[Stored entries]
_ _ _ _ _ _ _

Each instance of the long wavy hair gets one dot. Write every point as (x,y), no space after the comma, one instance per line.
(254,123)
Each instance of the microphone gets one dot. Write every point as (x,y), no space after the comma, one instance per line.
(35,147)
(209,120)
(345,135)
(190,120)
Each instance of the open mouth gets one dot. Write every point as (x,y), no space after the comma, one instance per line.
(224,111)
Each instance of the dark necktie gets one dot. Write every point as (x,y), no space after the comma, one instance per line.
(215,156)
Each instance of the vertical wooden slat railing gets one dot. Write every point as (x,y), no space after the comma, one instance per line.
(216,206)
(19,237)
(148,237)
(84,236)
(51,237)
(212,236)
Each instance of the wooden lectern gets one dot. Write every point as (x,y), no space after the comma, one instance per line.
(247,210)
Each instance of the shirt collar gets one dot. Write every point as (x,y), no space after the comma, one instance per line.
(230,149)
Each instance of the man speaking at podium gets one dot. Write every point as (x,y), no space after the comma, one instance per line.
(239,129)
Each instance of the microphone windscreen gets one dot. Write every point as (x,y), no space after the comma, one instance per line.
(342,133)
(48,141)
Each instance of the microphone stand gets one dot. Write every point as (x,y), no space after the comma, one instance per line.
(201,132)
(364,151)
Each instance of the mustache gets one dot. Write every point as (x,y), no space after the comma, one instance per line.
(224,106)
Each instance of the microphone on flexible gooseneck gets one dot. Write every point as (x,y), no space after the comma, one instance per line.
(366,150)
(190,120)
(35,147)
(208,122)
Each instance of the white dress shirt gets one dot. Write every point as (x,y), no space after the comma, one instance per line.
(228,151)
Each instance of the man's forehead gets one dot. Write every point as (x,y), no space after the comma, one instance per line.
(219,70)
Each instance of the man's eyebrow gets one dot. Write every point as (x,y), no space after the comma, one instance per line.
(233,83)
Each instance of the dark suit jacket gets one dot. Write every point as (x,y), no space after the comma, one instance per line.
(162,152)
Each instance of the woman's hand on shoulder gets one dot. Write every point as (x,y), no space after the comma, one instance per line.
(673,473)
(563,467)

_ _ _ _ _ _ _

Task statement. Reproduce the entries above in full by retyping them exactly.

Correct result.
Each instance of the long wavy hair gets one dot. Write every point as (x,y), no space after the comma, one instance per line.
(254,123)
Each instance of the microphone gets one dot. Write every point as (x,y), no space after the comma, one instance per line.
(35,147)
(209,120)
(345,135)
(190,120)
Each instance of the open mouth gets one dot. Write every point as (x,y), no space after the comma, one instance per line.
(224,111)
Each instance of the dark necktie gets one dot. Write every point as (x,y), no space after the comma, one instance per line.
(215,156)
Each instance of the vertical wooden slat railing gets one dot. Write every point as (x,y), no space after the comma, one instance per line.
(216,206)
(19,237)
(148,237)
(84,236)
(51,237)
(212,236)
Each instance of the wooden lectern gets one dot. Write every point as (x,y), no space after the comma, one instance per line.
(247,210)
Each instance of the shirt collar gets one dot. Write every point as (x,y), no space after the comma, one instance per line.
(230,149)
Each instance of the man speaking at podium gets one dot. Write every point as (x,y), no space after the comma, one instance per line.
(239,129)
Each instance of the microphone windscreen gets one dot. Write every point as (x,y), no space after the comma, one instance per line.
(342,133)
(48,141)
Each instance of the microphone stand gets one dot. Write every point as (x,y), no space after the comma, one instance per line.
(201,132)
(364,151)
Each instance of the mustache gets one dot. Write every point as (x,y), no space after the comma, one instance per line.
(224,106)
Each instance of the microphone on flexible gooseneck gets one dot. Write every point as (x,y), no space after the comma, one instance per line.
(366,150)
(190,120)
(35,147)
(208,122)
Each instance of the white dress shirt gets one dot. Write every point as (x,y), no space after the comma, one instance per line.
(228,151)
Each instance of the man's forehead gets one dot. Write every point as (x,y), no space after the comma, one instance per line.
(219,70)
Each instance of the man's eyebrow gets one dot. Write every point as (x,y), no space after the comma, one instance per line.
(233,83)
Each instance of the dark suit jacket gets one dot. Write every point as (x,y), no space after the comma, one instance per line.
(162,152)
Each instance of the woman's hand on shoulder gets one dot. Write every point as (x,y), no space after the comma, one instance per line.
(673,473)
(563,467)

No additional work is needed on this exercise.